EXERCISE REQUIREMENTS: Could you repeat the data word for word while skipping the pictures?

DATA:
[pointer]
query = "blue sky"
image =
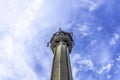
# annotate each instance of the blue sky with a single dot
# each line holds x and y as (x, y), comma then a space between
(27, 25)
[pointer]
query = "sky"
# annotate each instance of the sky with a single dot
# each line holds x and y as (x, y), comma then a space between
(27, 25)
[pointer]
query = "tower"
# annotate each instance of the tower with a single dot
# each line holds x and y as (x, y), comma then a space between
(61, 45)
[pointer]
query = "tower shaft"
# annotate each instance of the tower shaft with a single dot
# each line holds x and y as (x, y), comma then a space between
(61, 69)
(61, 45)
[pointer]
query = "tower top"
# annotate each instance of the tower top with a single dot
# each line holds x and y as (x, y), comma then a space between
(62, 36)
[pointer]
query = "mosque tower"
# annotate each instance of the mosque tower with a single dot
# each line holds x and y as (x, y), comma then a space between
(61, 44)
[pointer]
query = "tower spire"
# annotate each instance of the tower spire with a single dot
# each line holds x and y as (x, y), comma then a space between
(61, 45)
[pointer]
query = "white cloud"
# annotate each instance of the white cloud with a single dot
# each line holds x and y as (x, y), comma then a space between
(105, 68)
(114, 39)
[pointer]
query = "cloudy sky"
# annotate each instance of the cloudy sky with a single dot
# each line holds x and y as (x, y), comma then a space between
(27, 25)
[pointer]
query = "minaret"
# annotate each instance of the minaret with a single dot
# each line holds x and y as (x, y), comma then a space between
(61, 45)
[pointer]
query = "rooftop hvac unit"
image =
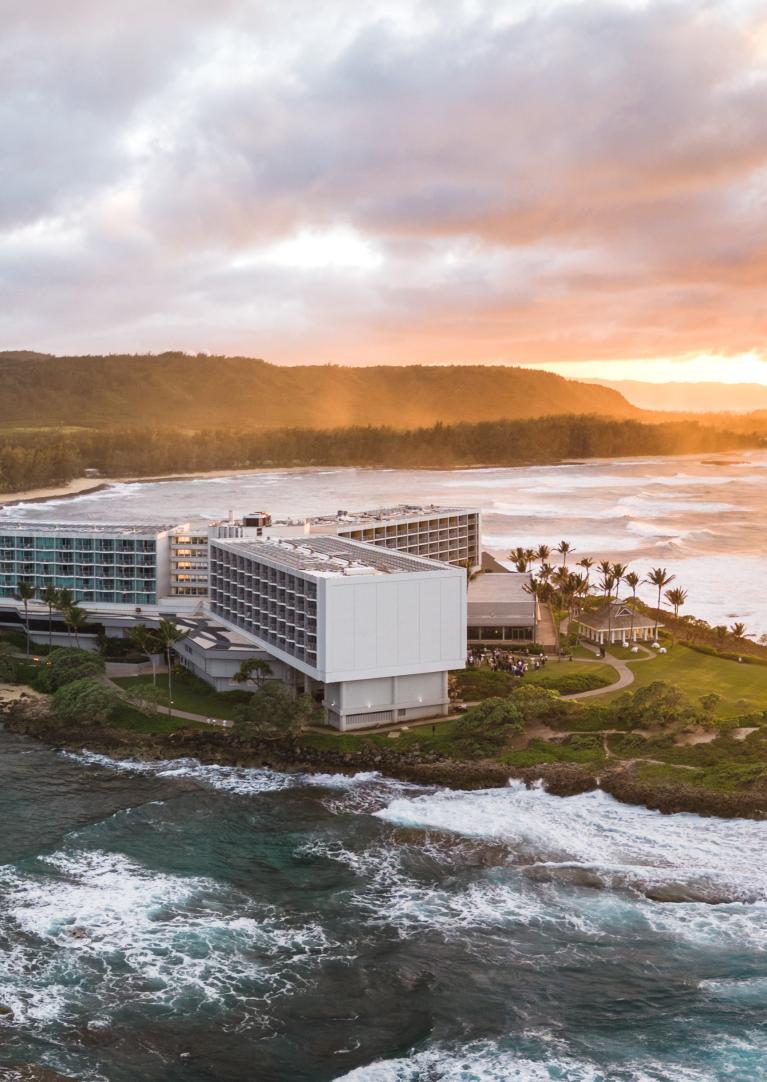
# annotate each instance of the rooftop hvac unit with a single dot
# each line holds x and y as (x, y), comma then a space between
(256, 518)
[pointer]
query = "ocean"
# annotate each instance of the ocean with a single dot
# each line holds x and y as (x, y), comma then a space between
(171, 922)
(704, 519)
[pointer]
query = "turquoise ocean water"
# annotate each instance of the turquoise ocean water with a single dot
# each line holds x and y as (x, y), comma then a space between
(179, 923)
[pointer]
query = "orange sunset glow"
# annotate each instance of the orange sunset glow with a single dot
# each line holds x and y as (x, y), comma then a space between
(579, 186)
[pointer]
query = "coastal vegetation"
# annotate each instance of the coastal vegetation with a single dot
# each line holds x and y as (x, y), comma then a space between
(176, 388)
(36, 457)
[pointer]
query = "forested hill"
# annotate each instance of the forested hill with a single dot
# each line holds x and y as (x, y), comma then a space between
(183, 391)
(35, 457)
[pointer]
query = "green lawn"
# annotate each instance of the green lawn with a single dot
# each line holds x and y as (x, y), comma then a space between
(698, 674)
(419, 737)
(128, 717)
(547, 675)
(215, 704)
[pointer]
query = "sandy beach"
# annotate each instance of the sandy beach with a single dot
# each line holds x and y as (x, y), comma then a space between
(82, 485)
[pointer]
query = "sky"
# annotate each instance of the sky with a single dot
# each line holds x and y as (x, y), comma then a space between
(580, 186)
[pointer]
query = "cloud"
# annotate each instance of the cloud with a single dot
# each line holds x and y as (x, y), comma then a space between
(572, 182)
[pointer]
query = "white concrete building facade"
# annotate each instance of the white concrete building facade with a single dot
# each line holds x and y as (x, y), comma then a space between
(375, 632)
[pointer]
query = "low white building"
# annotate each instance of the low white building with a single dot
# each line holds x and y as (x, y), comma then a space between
(617, 622)
(373, 632)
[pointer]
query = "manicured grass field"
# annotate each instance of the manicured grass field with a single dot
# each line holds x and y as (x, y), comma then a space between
(215, 704)
(554, 669)
(698, 674)
(128, 717)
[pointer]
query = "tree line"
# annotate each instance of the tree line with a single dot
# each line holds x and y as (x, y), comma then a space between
(34, 458)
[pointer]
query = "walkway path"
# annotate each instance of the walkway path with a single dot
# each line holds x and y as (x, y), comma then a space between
(625, 675)
(163, 712)
(545, 632)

EXERCISE RESULT:
[pointer]
query = "blue sky"
image =
# annotate each instance of the blue sky with a single dot
# each line holds x and y as (x, y), comma then a space between
(27, 25)
[pointer]
query = "sky"
# annotate each instance of the sky with a single dot
# each line holds x and y as (x, y), comma then a space between
(27, 25)
[pointer]
query = "tower"
# annotate each instance of the tower with a single dot
# each line holds x and y as (x, y), comma then a space between
(61, 45)
[pointer]
query = "tower shaft"
# annotate each instance of the tower shaft with a single dot
# each line holds x and y as (x, y), comma then a space between
(61, 69)
(61, 45)
[pointer]
query = "tower top"
# annotate each instance of the tower top with a single dot
# each line holds x and y as (x, y), comma then a space between
(62, 36)
[pointer]
query = "mosque tower"
# annotate each instance of the mosque tower with a single dot
# each line holds x and y as (x, y), comma then a space between
(61, 44)
[pointer]
query = "tower spire"
# annotate each instance of the tower spire with a single dot
# each line holds x and y as (x, y), comma then a space between
(61, 45)
[pointer]
query = "white cloud"
# annotate each instance of the white cloud with a single dot
# each line holds x and y as (x, y), comma then a space between
(105, 68)
(114, 39)
[pointer]
query = "cloudy sky"
# annotate each instance of the cloudy sky with a single dot
# each line holds x and y as (x, y), comma then a space between
(27, 25)
[pointer]
query = "minaret"
# annotate each instance of the minaret with a single dot
# each line holds x and y as (x, y), comma then a space between
(61, 45)
[pointer]
query = "rooftop hvac unit"
image =
# annotate each instance of the rooftop hvac unit with a single dot
# each line holds x and y as (x, y), comma then a space between
(256, 518)
[pointer]
query = "ocean"
# annotate each instance of the ocean with a single dot
# each line holds x and y as (x, y), comma then a space between
(171, 922)
(704, 519)
[pointer]
query = "turquoise ocean water"
# annotate each instance of the turquoise ocean water with a single dot
# each line holds x and y as (x, y), comma then a space between
(179, 923)
[pointer]
query = "orange sunset glow"
# annotate each instance of the orange sunset glow with a single dot
# each line holds x and y as (x, y), comma then a space between
(579, 186)
[pointer]
query = "coastal vegetation"
# annotate each instance of the coastal vegetation with a single dot
# each line holds x and y as (x, y), comma then a space between
(176, 388)
(36, 457)
[pointer]
query = "forested hill"
# annotate each instance of the forested hill with a single dot
# each line holds x and y as (x, y), comma then a space between
(183, 391)
(35, 457)
[pointer]
query = "green lawn"
# annotate each instance of the green lawn with a single dot
# each line holds x and y as (x, y), comma then a space between
(698, 674)
(419, 737)
(128, 717)
(547, 675)
(215, 704)
[pointer]
query = "sandy beach"
# annotate each instance of the sandy beach with a single dot
# each line holds x and y as (x, y), comma then a space between
(82, 485)
[pointer]
query = "sky"
# annotate each instance of the sky with a single dot
# each line holds x and y as (x, y), comma then a space between
(580, 186)
[pointer]
query = "cloud"
# annotate each instance of the cloud with a single dot
# each line holds x and y as (x, y), comma then a space between
(572, 182)
[pointer]
query = "white concrete building facade"
# annotate each instance of the white concrete building facade with a single dot
# each line holds x and y as (x, y), comma then a space between
(375, 632)
[pointer]
query = "low white building"
# annotate each instance of the low white building with a single dot
# each line holds x and y as (x, y), comma then a space between
(617, 622)
(373, 632)
[pointer]
query = "manicured grass field"
# annotate each instance of the manicured grass field with a single dot
# each line holds x and y as (x, y), comma then a space between
(215, 704)
(554, 669)
(698, 674)
(128, 717)
[pointer]
query = "tree line"
# annotate each instance of the tree line with a single dot
# each line holds x and y as (x, y), comma then a space between
(34, 458)
[pointer]
query = "walkway path"
# annotate each instance of the walkway path with a single dot
# each line holds x and y as (x, y), comma then a space between
(625, 675)
(163, 712)
(545, 632)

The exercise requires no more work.